(GIVEN PASSAGE):
━━━━━━━━
OPTICAL ELEMENT AND OPTICAL ASSEMBLY COMPRISING SAME

Abstract

An optical element (14), in particular for EUV lithography, includes a substrate (15), a reflective coating (16) arranged on the substrate (15), and an electrically conductive coating (19) extending between the substrate and the reflective coating, and having at least one first layer (22a) under tensile stress and at least one second layer (22b) under compressive stress. The electrically conductive coating has at least one section (20) that extends on the substrate laterally beyond the reflective coating. Also disclosed is an optical assembly, in particular an EUV lithography system, provided with at least one optical element of this type.

Claims

1. An optical element, comprising: a substrate, a reflective coating arranged on the substrate, and an electrically conductive coating extending between the substrate and the reflective coating, wherein the electrically conductive coating has at least one first layer under tensile stress and at least one second layer under compressive stress, and wherein the electrically conductive coating has at least one section that extends on the substrate laterally beyond the reflective coating.

2. The optical element as claimed in claim 1 and configured to reflect extreme ultraviolet (EUV) light.
━━━━━━━━
(SHORT EXERCISE A): Repeat the part of the optical element text starting with "OPTICAL ELEMENT AND" and going on through "of this type.".
(SHORT EXERCISE B): In the optical element text, what kind of stress is the second layer of the electrically conductive coating under?
(SHORT EXERCISE C): List each part that the abstract of the optical element text labels with a reference number in parentheses, along with that number.
━━━━━━━━
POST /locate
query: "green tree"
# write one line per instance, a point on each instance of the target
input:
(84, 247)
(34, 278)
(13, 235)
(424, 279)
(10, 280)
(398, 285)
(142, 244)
━━━━━━━━
(TASK ANSWER A):
OPTICAL ELEMENT AND OPTICAL ASSEMBLY COMPRISING SAME

Abstract

An optical element (14), in particular for EUV lithography, includes a substrate (15), a reflective coating (16) arranged on the substrate (15), and an electrically conductive coating (19) extending between the substrate and the reflective coating, and having at least one first layer (22a) under tensile stress and at least one second layer (22b) under compressive stress. The electrically conductive coating has at least one section (20) that extends on the substrate laterally beyond the reflective coating. Also disclosed is an optical assembly, in particular an EUV lithography system, provided with at least one optical element of this type.

(TASK ANSWER B): Compressive stress.

(TASK ANSWER C):
- Optical element (14)
- Substrate (15)
- Reflective coating (16)
- Electrically conductive coating (19)
- First layer (22a)
- Second layer (22b)
- Section (20)